- TEXT SECTION -
Time Served is a 1999 R-rated American prison film directed by Glen Pitre and starring Catherine Oxenberg, Jeff Fahey, Louise Fletcher, James Handy, and Bo Hopkins.

Foreign-language versions were produced in German (Ausgebeutet - Hölle hinter Gittern), in Spanish (Condenada sin ley), in Italian (Dietro le sbarre), and in Hungarian (Leszolgált idő).

Plot
Sarah McKinney (Catherine Oxenberg) is a nurse married to an abusive alcoholic. When he beats up both Sarah and their eight-year-old son Jason (Zach Gray), the boy uses his father's gun to shoot him dead. Sarah then claims to have pulled the trigger herself, and her attorney, Patrick Burlington (Jeff Fahey) warns her that she faces Judge William T. Engstrom III (James Handy), known as "Maximum Bill" for his long sentences. Convicted and sent to the Women's State Correctional Facility, she suffers lesbian assaults and Warden Mildred Reinecke (Louise Fletcher) bullies her into joining the work release program. This proves to be a strip club, where Sarah and the prisoners' services are enjoyed by none other than Judge Engstrom and his friends. Sarah sets out to blow the whistle, but being a helpless prisoner in the system has her at a disadvantage.

- STORED DATA -
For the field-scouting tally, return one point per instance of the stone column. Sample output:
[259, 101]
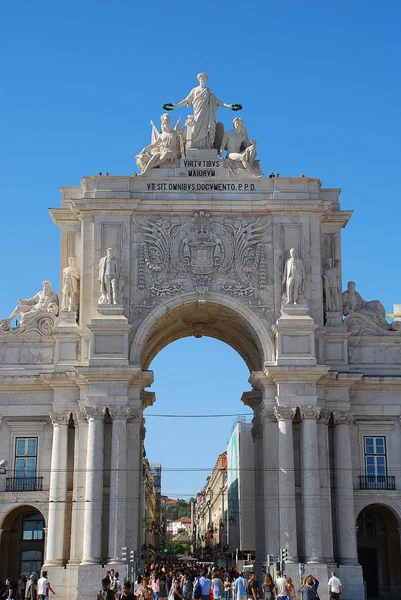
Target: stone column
[134, 477]
[92, 543]
[286, 478]
[347, 545]
[311, 485]
[78, 491]
[58, 490]
[325, 485]
[270, 480]
[257, 436]
[118, 482]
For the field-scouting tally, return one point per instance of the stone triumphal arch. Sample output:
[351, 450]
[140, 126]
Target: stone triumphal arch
[199, 243]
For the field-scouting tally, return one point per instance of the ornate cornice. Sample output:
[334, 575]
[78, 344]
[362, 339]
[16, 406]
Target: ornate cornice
[284, 413]
[309, 413]
[324, 417]
[59, 418]
[342, 418]
[94, 413]
[119, 413]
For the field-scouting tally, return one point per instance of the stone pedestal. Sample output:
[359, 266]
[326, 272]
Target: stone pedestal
[109, 337]
[58, 490]
[295, 335]
[334, 321]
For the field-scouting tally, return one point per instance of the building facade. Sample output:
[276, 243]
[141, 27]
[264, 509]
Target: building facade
[201, 244]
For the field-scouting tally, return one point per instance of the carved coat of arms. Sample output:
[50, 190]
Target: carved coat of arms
[202, 254]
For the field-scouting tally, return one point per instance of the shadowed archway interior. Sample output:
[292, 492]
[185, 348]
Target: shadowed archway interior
[204, 319]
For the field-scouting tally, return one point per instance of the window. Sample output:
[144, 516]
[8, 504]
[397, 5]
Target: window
[25, 457]
[32, 526]
[375, 456]
[31, 562]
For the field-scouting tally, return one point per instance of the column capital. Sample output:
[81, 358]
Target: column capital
[134, 415]
[284, 412]
[59, 418]
[342, 418]
[119, 413]
[309, 413]
[79, 416]
[324, 417]
[93, 413]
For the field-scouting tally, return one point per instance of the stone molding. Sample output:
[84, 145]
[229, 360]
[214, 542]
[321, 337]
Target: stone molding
[134, 415]
[94, 413]
[309, 413]
[324, 417]
[119, 413]
[59, 418]
[79, 417]
[342, 418]
[284, 413]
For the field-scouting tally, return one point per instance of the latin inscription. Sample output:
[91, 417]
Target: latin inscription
[201, 187]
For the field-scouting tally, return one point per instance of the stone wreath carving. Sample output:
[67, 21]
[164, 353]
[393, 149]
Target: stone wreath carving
[39, 325]
[364, 317]
[203, 254]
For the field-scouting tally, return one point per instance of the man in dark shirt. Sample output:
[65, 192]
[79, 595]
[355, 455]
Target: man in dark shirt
[252, 588]
[126, 594]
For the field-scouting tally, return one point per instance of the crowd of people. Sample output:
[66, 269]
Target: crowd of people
[179, 581]
[31, 588]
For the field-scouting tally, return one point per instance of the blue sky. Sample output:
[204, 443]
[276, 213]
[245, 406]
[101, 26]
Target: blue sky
[320, 86]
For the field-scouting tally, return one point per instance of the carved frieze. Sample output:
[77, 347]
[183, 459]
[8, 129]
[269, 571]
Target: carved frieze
[59, 418]
[342, 418]
[284, 412]
[227, 256]
[309, 413]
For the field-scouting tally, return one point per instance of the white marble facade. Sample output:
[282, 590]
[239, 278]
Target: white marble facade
[197, 245]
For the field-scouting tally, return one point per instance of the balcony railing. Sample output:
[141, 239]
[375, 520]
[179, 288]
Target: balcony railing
[24, 484]
[376, 482]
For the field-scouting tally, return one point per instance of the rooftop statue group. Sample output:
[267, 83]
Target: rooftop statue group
[201, 131]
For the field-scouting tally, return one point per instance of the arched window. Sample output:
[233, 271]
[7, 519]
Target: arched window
[31, 562]
[366, 525]
[32, 526]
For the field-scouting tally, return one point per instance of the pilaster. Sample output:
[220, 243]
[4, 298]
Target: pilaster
[311, 494]
[58, 490]
[286, 477]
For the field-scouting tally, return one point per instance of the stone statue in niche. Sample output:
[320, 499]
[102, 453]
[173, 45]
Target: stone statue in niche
[332, 287]
[70, 287]
[110, 279]
[165, 149]
[293, 278]
[241, 151]
[205, 105]
[373, 309]
[44, 301]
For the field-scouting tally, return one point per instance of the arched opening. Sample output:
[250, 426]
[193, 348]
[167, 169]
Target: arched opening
[220, 318]
[204, 378]
[22, 542]
[379, 551]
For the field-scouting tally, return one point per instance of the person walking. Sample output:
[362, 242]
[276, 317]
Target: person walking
[240, 587]
[30, 589]
[205, 584]
[334, 587]
[280, 586]
[252, 587]
[44, 587]
[291, 593]
[217, 586]
[309, 588]
[268, 587]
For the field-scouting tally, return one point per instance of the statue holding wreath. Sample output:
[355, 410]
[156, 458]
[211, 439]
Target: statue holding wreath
[205, 105]
[165, 149]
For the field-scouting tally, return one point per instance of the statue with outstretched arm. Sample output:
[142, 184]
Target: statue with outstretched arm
[205, 105]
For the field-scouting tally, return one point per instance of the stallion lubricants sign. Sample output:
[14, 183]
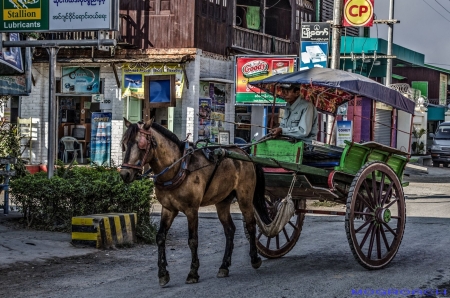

- YOUR OBJECTIVE -
Carry the text about the film Time Served forward from the point where it ends.

- RESPONSE -
Cast
 Catherine Oxenberg as Sarah McKinney
 Jeff Fahey as Patrick Berlington
 Louise Fletcher as Warden Mildred Reinecke
 Bo Hopkins as Mr. D.
 James Handy as Judge William T. "Maximum Bill" Engstrom III
 Larry Manetti as Billy
 Lourdes Reynolds (Lourdes Colon) as Rosie Lopez
 Scott Schumacher as Duane
 Zach Gray as Jason McKinney
 Maureen Steindler as Lila
 Regina Prokop as Brenda
 Tyla Abercrumbie as Brenda's Cellmate
 Michael Landers as Bob
 Jack Bennett as Billy's Friend
 Jim Zulevic as Computer Hacker
 Shirl Toliver as Prison Nurse
 Greg Hollimon as FBI Agent 
 Veronica Armstrong as Dancer
 Holly Biniak as Dancer
 Eileen Flahtely as Dancer
 Michele Jeans as Dancer
 Debora Joseph as Dancer
 Jennifer Malanado as Dancer
 Savy Run as Dancer
 Carrie White as Dancer
 Dawn Zilnsky as Dancer

Production
The picture was filmed in the summer of 1998 in Chicago, Berwyn, and Melrose Park, all in Illinois.

It was R-rated for adult situations, language, nudity, and violence. VideoHound called it a "typically sleazy women-in-prison movie".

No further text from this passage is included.